- **Excerpted passage**
--

More babies are hospitalized for respiratory syncytial virus than any other cause. And now that an RSV vaccine has been approved, the Centers for Disease Control and Prevention is urging pregnant women to make sure they take advantage of it, for the sake of the child.

RSV can be especially severe in infants.

Pfizer’s vaccine, sold as Abrysvo, reduces the risk of hospitalization for babies by 57% in the first six months after birth, according to the CDC. The recommendation is that pregnant women get the injection between week 32 and week 36 of their pregnancy.

This is the first fall/winter — the typical start of RSV season — when vaccines are available for RSV.

CDC reports that most children will have RSV before they turn 2. Symptoms of the respiratory virus include runny nose, loss of appetite, coughing, sneezing, fever and wheezing. The only symptoms in very young children could be irritability, a decrease in activity and congestion.

--

- **Work to complete**
[1] Summarize the passage on the RSV vaccine for pregnant women in two sentences.
[2] In the passage on the RSV vaccine for pregnant women, what are the only symptoms that very young children might show?
[3] Write the next part of the passage on the RSV vaccine for pregnant women, picking up after its final sentence.

- **Data for analysis**
--

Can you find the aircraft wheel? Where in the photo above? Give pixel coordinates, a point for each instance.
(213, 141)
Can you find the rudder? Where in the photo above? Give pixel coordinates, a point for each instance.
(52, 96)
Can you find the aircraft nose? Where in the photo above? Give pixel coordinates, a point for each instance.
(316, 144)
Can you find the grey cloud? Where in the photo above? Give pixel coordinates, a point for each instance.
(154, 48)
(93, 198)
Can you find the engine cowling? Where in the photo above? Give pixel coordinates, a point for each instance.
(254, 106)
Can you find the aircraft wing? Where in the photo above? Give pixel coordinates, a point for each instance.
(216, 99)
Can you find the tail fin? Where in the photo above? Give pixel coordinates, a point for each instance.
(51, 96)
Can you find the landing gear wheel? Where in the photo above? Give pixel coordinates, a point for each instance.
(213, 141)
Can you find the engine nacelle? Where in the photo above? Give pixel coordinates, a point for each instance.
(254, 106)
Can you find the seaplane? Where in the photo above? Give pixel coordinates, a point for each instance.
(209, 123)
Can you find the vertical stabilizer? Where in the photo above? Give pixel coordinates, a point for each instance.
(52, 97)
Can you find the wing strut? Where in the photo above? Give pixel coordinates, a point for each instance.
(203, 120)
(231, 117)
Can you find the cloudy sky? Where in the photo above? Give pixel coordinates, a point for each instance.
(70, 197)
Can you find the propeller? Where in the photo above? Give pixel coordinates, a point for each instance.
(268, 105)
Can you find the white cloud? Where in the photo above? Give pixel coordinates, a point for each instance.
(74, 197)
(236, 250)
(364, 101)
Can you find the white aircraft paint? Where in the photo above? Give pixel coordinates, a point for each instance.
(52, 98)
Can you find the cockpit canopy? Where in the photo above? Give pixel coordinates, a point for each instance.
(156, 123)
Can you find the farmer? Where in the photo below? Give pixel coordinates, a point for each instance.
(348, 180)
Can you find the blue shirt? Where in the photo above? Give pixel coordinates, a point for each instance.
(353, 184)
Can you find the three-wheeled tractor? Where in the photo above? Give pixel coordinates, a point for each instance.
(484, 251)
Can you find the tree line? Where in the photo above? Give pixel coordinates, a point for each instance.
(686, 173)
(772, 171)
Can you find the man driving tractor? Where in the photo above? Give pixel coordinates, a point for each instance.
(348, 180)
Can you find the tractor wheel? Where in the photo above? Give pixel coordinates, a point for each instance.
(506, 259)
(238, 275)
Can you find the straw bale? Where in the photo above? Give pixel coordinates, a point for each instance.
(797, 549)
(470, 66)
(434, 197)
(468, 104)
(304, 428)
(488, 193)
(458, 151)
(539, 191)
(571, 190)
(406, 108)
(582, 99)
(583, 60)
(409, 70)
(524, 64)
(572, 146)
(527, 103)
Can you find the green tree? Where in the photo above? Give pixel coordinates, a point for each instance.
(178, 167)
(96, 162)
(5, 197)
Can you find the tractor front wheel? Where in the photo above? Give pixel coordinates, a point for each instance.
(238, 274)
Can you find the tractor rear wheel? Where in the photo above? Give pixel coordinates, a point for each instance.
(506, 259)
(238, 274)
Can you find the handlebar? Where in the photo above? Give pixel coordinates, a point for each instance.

--

- **Responses to the tasks**
[1] Respiratory syncytial virus sends more babies to the hospital than any other cause, and the CDC is urging pregnant women to get the newly approved vaccine, Pfizer's Abrysvo, between weeks 32 and 36 of pregnancy. According to the CDC, the vaccine cuts the risk of hospitalization for babies by 57% in their first six months, and this is the first fall/winter RSV season with vaccines available.

[2] Irritability, a decrease in activity and congestion.

[3]
For both very young children and older adults, though, RSV can become dangerous. In babies, it can cause severe infections, including lung inflammation and pneumonia. Each year, up to 300 children under age 5 die of complications from RSV, while many more are hospitalized. Among adults older than 60, as many as 160,000 are hospitalized each year.

Reducing risk

“The vaccine is one of two new tools we have this season to protect babies from severe RSV illness,” the CDC announcement said. “Last month, CDC recommended a new RSV immunization for infants that has been shown to reduce the risk of both RSV-related hospitalizations and health care visits in infants by about 80%.”

The Deseret News quoted Dr. Peter Marks, director of the FDA Center for Biologics Evaluation and Research, about the approval of the vaccine in August. “RSV is a common cause of illness in children and infants are among those at highest risk for severe disease, which can lead to hospitalization,” he said. “This approval provides an option for health care providers and pregnant individuals to protect infants from this potentially life-threatening disease.”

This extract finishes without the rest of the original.